▶ Problem details
All lines from the one with "point(708, 703)" through the final line below are to be reproduced exactly; omit the others.

━━ Source material

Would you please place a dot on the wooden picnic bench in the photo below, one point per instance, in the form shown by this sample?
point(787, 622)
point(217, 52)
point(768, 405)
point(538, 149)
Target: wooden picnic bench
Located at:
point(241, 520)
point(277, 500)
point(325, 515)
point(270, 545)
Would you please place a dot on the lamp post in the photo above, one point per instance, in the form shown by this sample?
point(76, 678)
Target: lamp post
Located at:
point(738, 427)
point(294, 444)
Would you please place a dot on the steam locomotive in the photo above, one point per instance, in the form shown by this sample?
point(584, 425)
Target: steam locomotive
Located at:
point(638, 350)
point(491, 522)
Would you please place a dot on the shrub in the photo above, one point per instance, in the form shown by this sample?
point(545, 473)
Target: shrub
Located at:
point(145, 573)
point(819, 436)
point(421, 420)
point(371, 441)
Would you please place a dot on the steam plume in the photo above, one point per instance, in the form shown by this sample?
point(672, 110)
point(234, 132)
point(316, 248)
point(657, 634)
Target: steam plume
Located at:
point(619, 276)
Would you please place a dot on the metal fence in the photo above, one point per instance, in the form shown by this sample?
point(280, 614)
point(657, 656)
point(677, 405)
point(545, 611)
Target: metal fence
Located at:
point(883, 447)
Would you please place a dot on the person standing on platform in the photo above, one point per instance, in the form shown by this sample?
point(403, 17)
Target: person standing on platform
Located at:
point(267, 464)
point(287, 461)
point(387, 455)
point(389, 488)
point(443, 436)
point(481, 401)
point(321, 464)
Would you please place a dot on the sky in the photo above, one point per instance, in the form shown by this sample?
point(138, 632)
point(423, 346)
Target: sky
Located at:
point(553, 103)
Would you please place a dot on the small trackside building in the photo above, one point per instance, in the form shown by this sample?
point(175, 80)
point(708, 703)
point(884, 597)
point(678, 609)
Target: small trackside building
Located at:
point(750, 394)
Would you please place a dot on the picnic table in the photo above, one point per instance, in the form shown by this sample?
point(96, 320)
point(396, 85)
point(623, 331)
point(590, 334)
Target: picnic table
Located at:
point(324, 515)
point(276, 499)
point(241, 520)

━━━━

▶ Solution for this exercise
point(708, 703)
point(884, 597)
point(678, 609)
Target: small trackside building
Located at:
point(750, 394)
Would you please place a dot on the picnic table in the photo above, one point per instance, in the form shown by this sample?
point(96, 320)
point(396, 85)
point(623, 331)
point(590, 334)
Target: picnic table
Located at:
point(324, 515)
point(276, 499)
point(241, 520)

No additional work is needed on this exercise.